And if you can perform that trick in some objective fashion, you’ll be getting an early morning phone call from some guys in Sweden about attending a banquet and taking some money off their hands.
Consciousness is an extremely, almost intractibly difficult process, and despite the o.p.'s statement that “There are no states in-between (correct me if I’m wrong),” in fact we have every reason that there is a vast spectrum of states inbetween sapience and insensibility. Indeed, your own experience is one of consciousness on various levels, from a morning post-coffee hyperalertness to mid-afternoon somnambulism to deep REM sleep at night, and yet it remains a constant or repeatable enough process that you only rarely experience a severe discontinuity.

> Instructions:
1: In the passage on consciousness, what range of levels does the reader's own experience of consciousness span?
2: Extend the passage on consciousness, beginning after its final sentence.
The records have no connection to the passage on consciousness.

> The data:
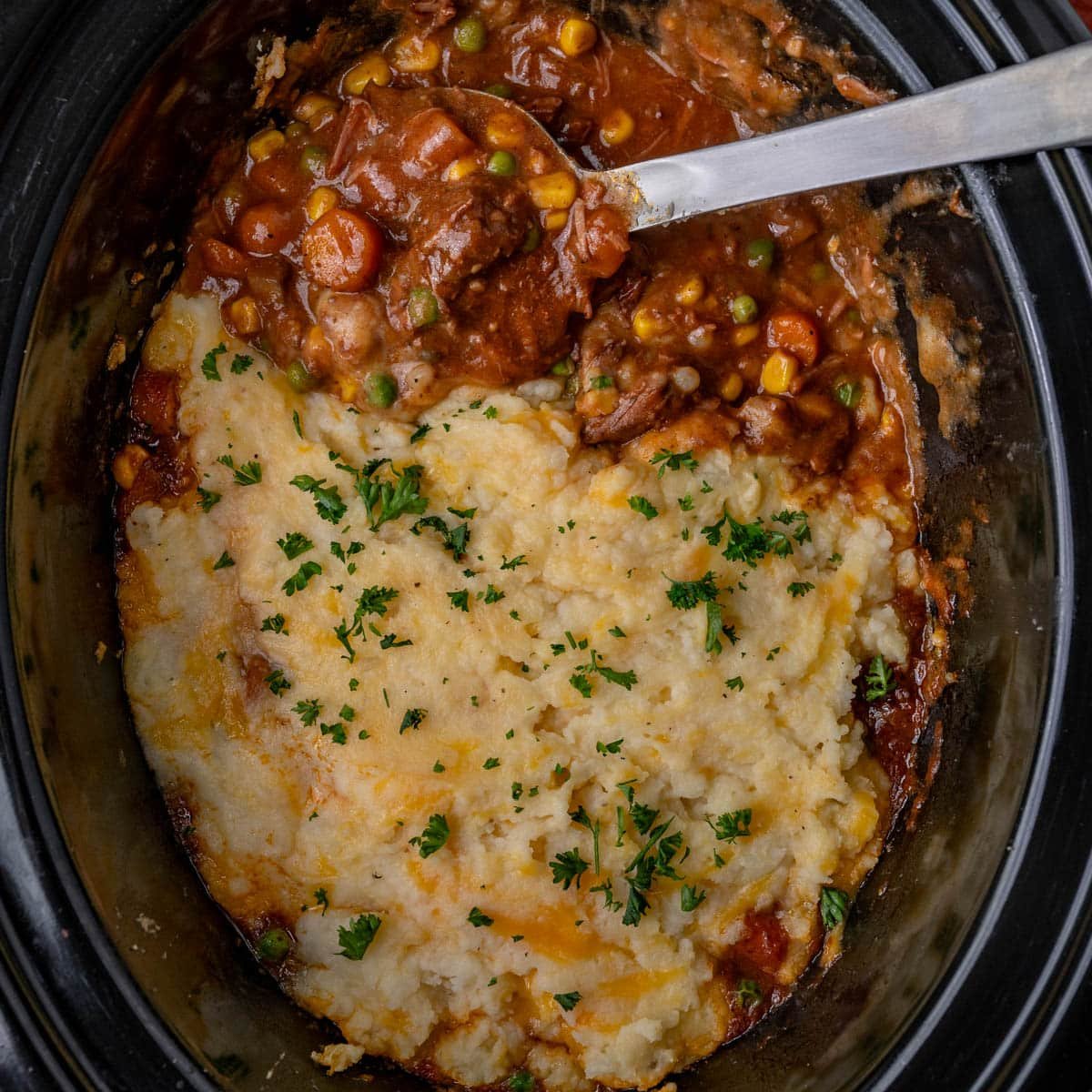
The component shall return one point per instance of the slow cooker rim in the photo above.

* * *

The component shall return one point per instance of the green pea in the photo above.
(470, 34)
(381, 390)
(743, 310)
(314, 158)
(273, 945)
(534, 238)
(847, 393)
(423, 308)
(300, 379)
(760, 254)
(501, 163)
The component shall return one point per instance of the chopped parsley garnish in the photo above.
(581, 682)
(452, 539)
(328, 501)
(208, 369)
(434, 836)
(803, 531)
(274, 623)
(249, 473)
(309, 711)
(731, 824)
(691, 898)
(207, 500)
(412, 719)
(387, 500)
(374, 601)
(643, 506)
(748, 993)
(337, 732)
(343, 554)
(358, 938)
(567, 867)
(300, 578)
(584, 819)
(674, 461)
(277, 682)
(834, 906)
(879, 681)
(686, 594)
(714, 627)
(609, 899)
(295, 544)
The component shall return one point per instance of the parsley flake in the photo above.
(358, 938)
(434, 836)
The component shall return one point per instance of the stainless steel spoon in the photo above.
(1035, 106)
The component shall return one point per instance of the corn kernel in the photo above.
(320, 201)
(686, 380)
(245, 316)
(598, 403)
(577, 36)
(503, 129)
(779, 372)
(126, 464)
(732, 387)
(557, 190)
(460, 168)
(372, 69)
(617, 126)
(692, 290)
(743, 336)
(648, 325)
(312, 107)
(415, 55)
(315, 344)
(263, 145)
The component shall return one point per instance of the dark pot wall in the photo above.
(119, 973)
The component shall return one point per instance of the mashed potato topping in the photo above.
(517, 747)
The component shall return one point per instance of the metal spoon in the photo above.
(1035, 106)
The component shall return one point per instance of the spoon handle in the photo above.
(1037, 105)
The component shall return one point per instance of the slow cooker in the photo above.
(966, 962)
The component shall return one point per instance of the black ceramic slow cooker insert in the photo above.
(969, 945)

> Task-by-task results:
1: It spans from a morning post-coffee hyperalertness to mid-afternoon somnambulism to deep REM sleep at night.

2:
It’s also not appropriate to attribute consciousness only to humans; certainly, other members of genus Homo experienced significant degrees of consciousness, as does arguably the Great Apes; they certainly display other characteristics of awareness and cognition, including remorse, guilt, fear, enjoyment, pranksterism, et cetera, and to a lesser degree we can say this of many other domestic and wild species like dogs, equines, cetaceans, which enjoy social relations with humans. It also seems very likely, based upon behavior, that other non-social species like octopus or ursines also enjoys a significant degree of congitive capability and no small amount of self-awareness. The notion that only humans think and feel is one emergent of prejudice about our station in life, and is not bourne out in detail studies of other animals.
While the title is misleading, Dennett’s Consciousness Explained is about the best take on consciousness from an evolutionary philosophy point of view. If you want to get more into the technical neurological detail of the brain and the processes of consciousness, I recomment Ian Glynn’s An Anatomy of Thought. (Warning, this is pretty technical, despite being a nominally pop-science book, and you’ll need a basis knowledge in biochemistry and neurology to make good headway through many sections of the book.)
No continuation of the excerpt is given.